To do>
Hand back all records exactly, pictures omitted.

Image-grounded pointing data
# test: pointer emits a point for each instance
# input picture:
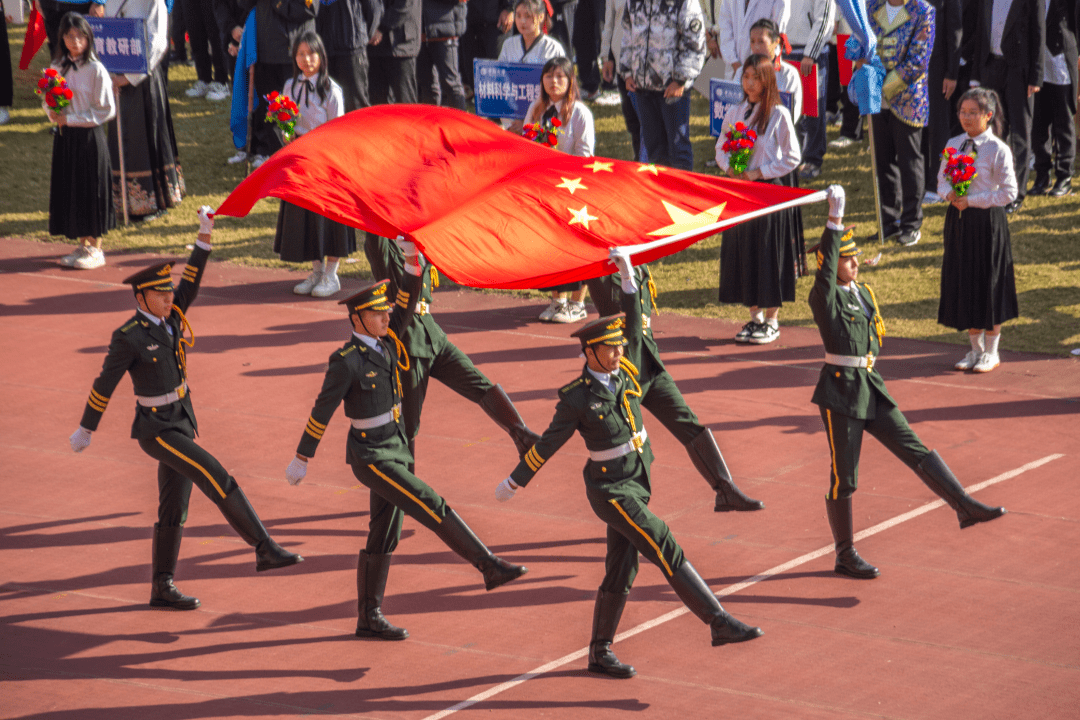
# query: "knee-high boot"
(372, 571)
(702, 601)
(706, 457)
(848, 561)
(460, 539)
(166, 548)
(940, 478)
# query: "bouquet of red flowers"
(283, 112)
(959, 170)
(739, 146)
(543, 133)
(53, 87)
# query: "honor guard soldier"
(367, 375)
(433, 355)
(151, 348)
(660, 395)
(853, 397)
(604, 405)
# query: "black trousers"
(1009, 78)
(898, 148)
(1052, 131)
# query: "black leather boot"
(166, 548)
(372, 571)
(606, 616)
(940, 478)
(460, 539)
(706, 458)
(499, 408)
(702, 602)
(848, 561)
(243, 518)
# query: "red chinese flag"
(490, 208)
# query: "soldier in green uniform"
(367, 374)
(604, 405)
(853, 397)
(660, 394)
(151, 348)
(433, 355)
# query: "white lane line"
(802, 559)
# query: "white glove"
(505, 490)
(80, 439)
(620, 256)
(296, 471)
(836, 200)
(205, 219)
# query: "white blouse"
(92, 102)
(313, 110)
(577, 137)
(777, 150)
(995, 182)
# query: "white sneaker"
(198, 90)
(986, 363)
(327, 286)
(93, 258)
(217, 92)
(309, 284)
(969, 361)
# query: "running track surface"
(982, 623)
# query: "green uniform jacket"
(146, 351)
(845, 330)
(367, 383)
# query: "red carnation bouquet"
(959, 170)
(739, 146)
(543, 133)
(283, 113)
(53, 87)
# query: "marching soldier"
(604, 405)
(151, 348)
(853, 397)
(367, 375)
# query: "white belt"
(851, 361)
(158, 401)
(636, 443)
(379, 420)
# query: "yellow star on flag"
(684, 221)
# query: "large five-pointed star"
(683, 221)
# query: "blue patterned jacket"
(904, 46)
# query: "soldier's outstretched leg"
(460, 539)
(848, 561)
(166, 548)
(243, 518)
(940, 478)
(372, 571)
(702, 602)
(499, 408)
(705, 454)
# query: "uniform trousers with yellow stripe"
(180, 463)
(889, 426)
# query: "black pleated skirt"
(80, 201)
(979, 287)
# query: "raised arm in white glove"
(80, 439)
(505, 490)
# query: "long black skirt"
(753, 261)
(151, 161)
(80, 202)
(304, 235)
(979, 287)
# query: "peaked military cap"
(158, 277)
(604, 331)
(370, 297)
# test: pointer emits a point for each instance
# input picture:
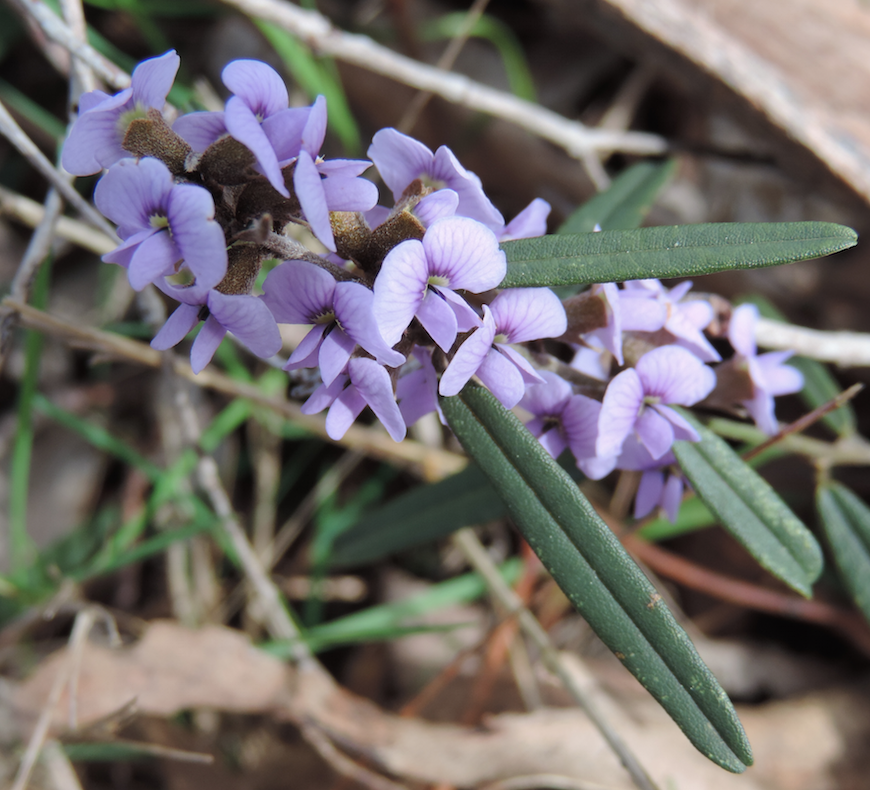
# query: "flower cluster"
(403, 306)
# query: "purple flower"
(401, 159)
(634, 401)
(516, 315)
(366, 383)
(768, 374)
(418, 279)
(298, 292)
(95, 139)
(259, 118)
(247, 317)
(657, 487)
(259, 96)
(562, 419)
(684, 319)
(162, 223)
(417, 391)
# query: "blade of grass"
(385, 621)
(22, 549)
(316, 77)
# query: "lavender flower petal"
(529, 223)
(176, 328)
(250, 321)
(206, 343)
(523, 314)
(152, 79)
(243, 125)
(258, 85)
(355, 311)
(502, 377)
(655, 432)
(438, 319)
(154, 257)
(335, 353)
(399, 289)
(465, 253)
(373, 382)
(309, 189)
(468, 357)
(675, 375)
(299, 292)
(619, 410)
(649, 492)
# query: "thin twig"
(472, 549)
(429, 463)
(84, 621)
(846, 349)
(343, 765)
(81, 78)
(800, 425)
(31, 214)
(275, 615)
(55, 28)
(725, 588)
(37, 251)
(317, 32)
(544, 782)
(445, 63)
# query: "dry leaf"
(802, 63)
(172, 669)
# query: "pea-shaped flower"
(163, 224)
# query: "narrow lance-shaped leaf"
(421, 515)
(846, 521)
(675, 251)
(750, 509)
(597, 575)
(625, 203)
(820, 386)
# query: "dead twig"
(445, 63)
(750, 596)
(472, 549)
(427, 462)
(317, 32)
(343, 765)
(31, 213)
(846, 349)
(82, 626)
(29, 150)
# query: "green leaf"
(597, 575)
(846, 521)
(750, 509)
(820, 386)
(693, 515)
(421, 515)
(625, 203)
(675, 251)
(316, 77)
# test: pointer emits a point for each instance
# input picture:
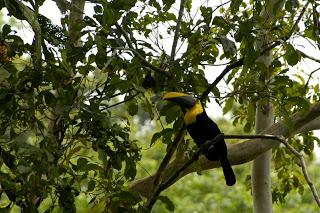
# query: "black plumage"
(205, 129)
(201, 128)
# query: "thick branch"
(76, 16)
(238, 153)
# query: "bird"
(201, 129)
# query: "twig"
(310, 75)
(121, 102)
(137, 54)
(163, 165)
(176, 34)
(209, 143)
(309, 57)
(31, 18)
(228, 68)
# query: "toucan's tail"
(227, 171)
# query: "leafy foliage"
(66, 126)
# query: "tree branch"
(209, 143)
(228, 68)
(31, 18)
(237, 153)
(176, 34)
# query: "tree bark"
(239, 153)
(260, 179)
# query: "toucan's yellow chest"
(191, 113)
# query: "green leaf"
(229, 47)
(167, 4)
(6, 29)
(235, 4)
(292, 55)
(228, 105)
(130, 171)
(206, 13)
(23, 169)
(91, 185)
(133, 108)
(82, 164)
(168, 203)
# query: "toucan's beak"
(180, 98)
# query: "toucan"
(201, 128)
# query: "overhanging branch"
(238, 153)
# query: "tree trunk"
(261, 181)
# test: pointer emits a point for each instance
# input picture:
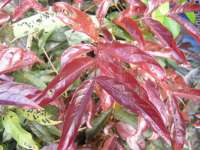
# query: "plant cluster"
(118, 69)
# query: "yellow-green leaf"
(39, 116)
(12, 126)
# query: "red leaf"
(24, 6)
(188, 93)
(136, 8)
(74, 114)
(114, 70)
(186, 7)
(101, 12)
(12, 93)
(131, 27)
(142, 126)
(4, 17)
(107, 35)
(3, 3)
(69, 73)
(165, 37)
(153, 4)
(179, 131)
(154, 97)
(76, 19)
(16, 58)
(189, 27)
(130, 100)
(106, 101)
(131, 54)
(74, 52)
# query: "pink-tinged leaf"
(196, 124)
(136, 143)
(76, 19)
(112, 144)
(125, 130)
(4, 77)
(106, 101)
(165, 37)
(69, 73)
(78, 1)
(131, 27)
(102, 10)
(153, 4)
(130, 100)
(90, 113)
(136, 8)
(188, 93)
(74, 113)
(106, 34)
(75, 52)
(154, 136)
(115, 71)
(24, 6)
(142, 126)
(155, 98)
(3, 3)
(16, 58)
(4, 17)
(188, 26)
(12, 93)
(179, 130)
(129, 53)
(50, 147)
(186, 7)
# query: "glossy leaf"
(76, 19)
(155, 98)
(179, 131)
(69, 73)
(189, 27)
(130, 100)
(24, 6)
(74, 114)
(125, 130)
(131, 54)
(12, 93)
(3, 3)
(186, 7)
(132, 28)
(165, 37)
(101, 12)
(188, 93)
(153, 4)
(75, 52)
(112, 144)
(13, 59)
(4, 17)
(12, 126)
(119, 73)
(40, 116)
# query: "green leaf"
(161, 11)
(191, 16)
(41, 132)
(46, 22)
(172, 26)
(12, 126)
(98, 124)
(160, 15)
(127, 117)
(39, 116)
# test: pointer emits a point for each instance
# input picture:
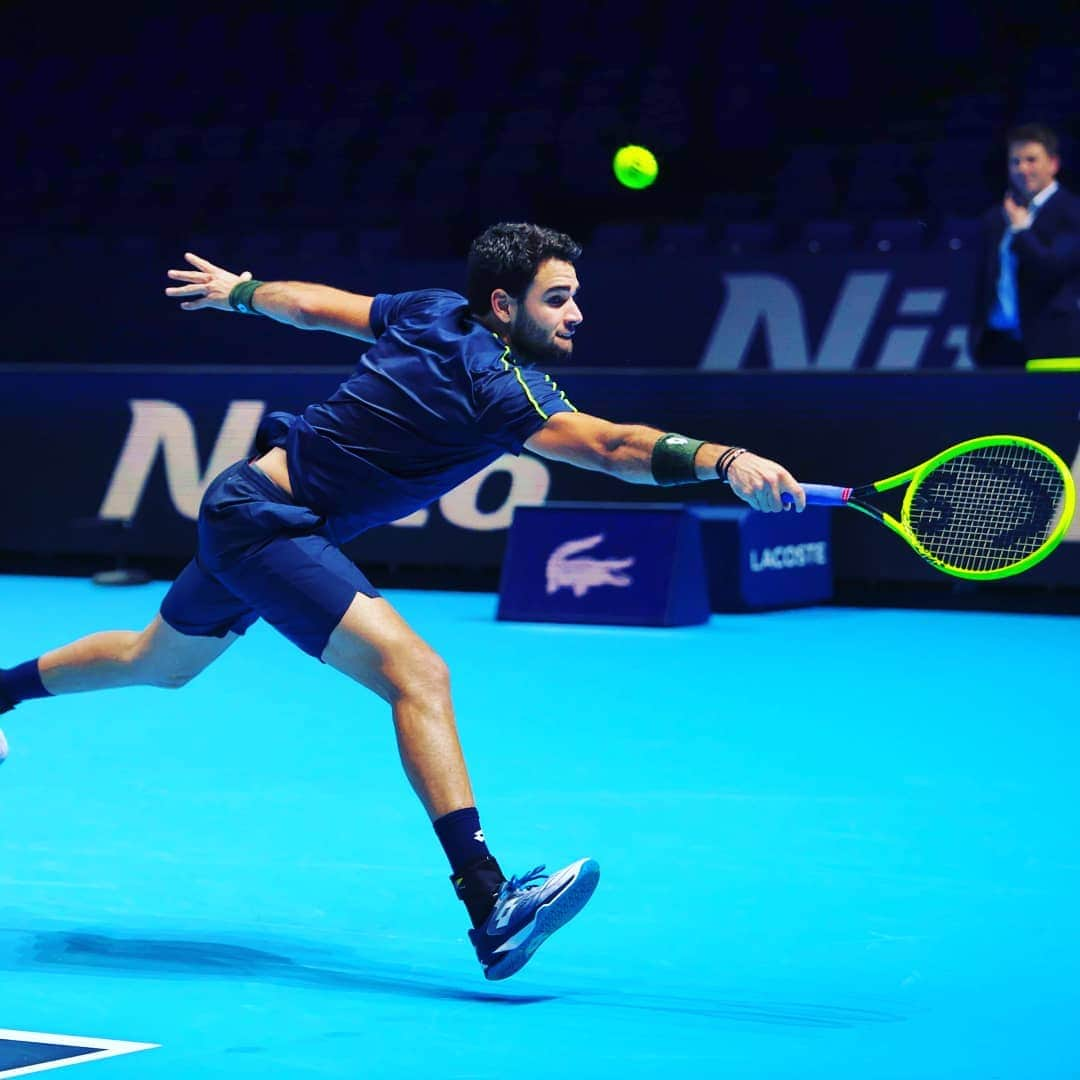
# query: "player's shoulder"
(415, 309)
(434, 301)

Your response>
# test: pointer emits a point for each instance
# input picture:
# query: "knee-high boot"
(372, 571)
(702, 601)
(706, 457)
(848, 561)
(460, 539)
(166, 548)
(940, 478)
# query: "bouquet of red flowers"
(283, 112)
(959, 170)
(739, 146)
(543, 133)
(53, 87)
# query: "honor guard soldier"
(367, 375)
(433, 355)
(151, 348)
(660, 395)
(853, 397)
(604, 405)
# query: "black trousers"
(1009, 78)
(898, 148)
(1052, 131)
# query: "black leather boot"
(166, 548)
(372, 571)
(606, 616)
(940, 478)
(460, 539)
(706, 458)
(499, 408)
(702, 602)
(848, 561)
(243, 518)
# query: "red chinese flag"
(490, 208)
# query: "soldier in green uniform"
(367, 374)
(604, 405)
(853, 397)
(660, 394)
(151, 348)
(433, 355)
# query: "white lane line"
(802, 559)
# query: "white glove"
(505, 490)
(80, 439)
(620, 256)
(296, 471)
(836, 200)
(205, 219)
# query: "white blouse"
(92, 102)
(313, 110)
(577, 137)
(777, 150)
(995, 182)
# query: "white sneaker"
(198, 90)
(986, 363)
(327, 286)
(93, 258)
(217, 92)
(309, 284)
(969, 361)
# query: "running track surface"
(982, 623)
# query: "green uniform jacket"
(146, 351)
(845, 330)
(367, 383)
# query: "red carnation bouquet"
(959, 170)
(739, 146)
(543, 133)
(283, 113)
(53, 87)
# query: "marching soldier"
(604, 405)
(151, 348)
(853, 397)
(367, 375)
# query: "white belt"
(851, 361)
(158, 401)
(636, 443)
(379, 420)
# query: "yellow star on flag"
(684, 221)
# query: "large five-pointed star"
(683, 221)
# query: "blue patterned jacket"
(904, 46)
# query: "soldier's outstretched leg"
(460, 539)
(848, 561)
(166, 548)
(243, 518)
(940, 478)
(372, 571)
(702, 602)
(499, 408)
(705, 454)
# query: "uniform trousers with yellow stripe"
(180, 463)
(889, 426)
# query: "black pleated skirt"
(80, 201)
(979, 287)
# query: "raised arm in white glove"
(80, 439)
(505, 490)
# query: "long black skirt"
(753, 261)
(151, 161)
(80, 202)
(304, 235)
(979, 287)
# query: "peaked military cap"
(158, 277)
(604, 331)
(370, 297)
# test: pointer emits a point for each instance
# input picture:
# query: "flower cluster"
(403, 306)
# query: "purple flower"
(401, 159)
(634, 401)
(516, 315)
(366, 383)
(768, 374)
(418, 279)
(298, 292)
(95, 139)
(259, 118)
(247, 317)
(657, 487)
(259, 96)
(562, 419)
(684, 319)
(162, 223)
(417, 391)
# query: "blade of grass"
(385, 621)
(22, 549)
(316, 77)
# query: "lavender flower petal"
(529, 223)
(176, 328)
(250, 321)
(206, 343)
(523, 314)
(152, 79)
(243, 125)
(258, 85)
(355, 311)
(502, 377)
(655, 432)
(438, 319)
(154, 257)
(335, 353)
(399, 289)
(465, 253)
(373, 382)
(309, 189)
(468, 357)
(675, 375)
(299, 292)
(619, 410)
(649, 492)
# query: "thin twig"
(472, 549)
(429, 463)
(84, 621)
(846, 349)
(343, 765)
(81, 78)
(800, 425)
(31, 214)
(275, 615)
(55, 28)
(725, 588)
(37, 251)
(317, 32)
(544, 782)
(445, 63)
# query: "dry leaf"
(802, 63)
(172, 669)
# query: "pea-shaped flower"
(163, 224)
# query: "narrow lance-shaped leaf"
(421, 515)
(846, 521)
(675, 251)
(750, 509)
(597, 575)
(625, 203)
(820, 386)
# query: "dead twig"
(445, 63)
(750, 596)
(472, 549)
(427, 462)
(317, 32)
(343, 765)
(31, 213)
(846, 349)
(82, 626)
(29, 150)
# query: "green leaf"
(597, 575)
(846, 521)
(750, 509)
(820, 386)
(693, 515)
(421, 515)
(625, 203)
(675, 251)
(316, 77)
# test: pointer emits a point for each instance
# input picture:
# query: "black plumage"
(205, 129)
(201, 128)
# query: "thick branch"
(76, 16)
(238, 153)
# query: "bird"
(201, 129)
# query: "twig"
(310, 75)
(121, 102)
(137, 54)
(163, 165)
(176, 34)
(209, 143)
(309, 57)
(31, 18)
(228, 68)
# query: "toucan's tail"
(227, 171)
# query: "leafy foliage"
(66, 126)
# query: "tree branch"
(209, 143)
(228, 68)
(31, 18)
(237, 153)
(176, 34)
# query: "tree bark"
(239, 153)
(260, 179)
# query: "toucan's yellow chest"
(191, 113)
# query: "green leaf"
(229, 47)
(167, 4)
(6, 29)
(235, 4)
(292, 55)
(228, 105)
(130, 171)
(206, 13)
(23, 169)
(91, 185)
(133, 108)
(82, 164)
(168, 203)
# query: "toucan's beak"
(180, 98)
# query: "toucan"
(201, 128)
# query: "overhanging branch"
(238, 153)
# query: "tree trunk"
(261, 181)
# test: pointer emits a point for each instance
# input picture:
# query: "plant cluster"
(118, 69)
# query: "yellow-green leaf"
(39, 116)
(12, 126)
# query: "red leaf"
(24, 6)
(188, 93)
(136, 8)
(74, 114)
(114, 70)
(186, 7)
(101, 12)
(12, 93)
(131, 27)
(142, 126)
(4, 17)
(107, 35)
(3, 3)
(69, 73)
(165, 37)
(153, 4)
(179, 131)
(154, 97)
(76, 19)
(16, 58)
(189, 27)
(130, 100)
(106, 101)
(131, 54)
(74, 52)
# query: "pink-tinged leaf"
(196, 124)
(136, 143)
(76, 19)
(112, 144)
(125, 130)
(4, 77)
(106, 101)
(165, 37)
(69, 73)
(78, 1)
(131, 27)
(102, 10)
(153, 4)
(130, 100)
(90, 113)
(136, 8)
(188, 93)
(74, 113)
(106, 34)
(75, 52)
(154, 136)
(115, 71)
(24, 6)
(142, 126)
(155, 98)
(3, 3)
(16, 58)
(4, 17)
(188, 26)
(12, 93)
(179, 130)
(129, 53)
(50, 147)
(186, 7)
# query: "glossy leaf"
(76, 19)
(155, 98)
(179, 131)
(69, 73)
(189, 27)
(130, 100)
(24, 6)
(74, 114)
(125, 130)
(131, 54)
(12, 93)
(3, 3)
(186, 7)
(132, 28)
(165, 37)
(101, 12)
(188, 93)
(153, 4)
(75, 52)
(112, 144)
(13, 59)
(4, 17)
(12, 126)
(119, 73)
(40, 116)
# query: "green leaf"
(161, 11)
(191, 16)
(41, 132)
(46, 22)
(172, 26)
(12, 126)
(98, 124)
(160, 15)
(127, 117)
(39, 116)
# test: pointer emits a point for each instance
# input picture:
# query: "player's shoulder"
(415, 309)
(434, 301)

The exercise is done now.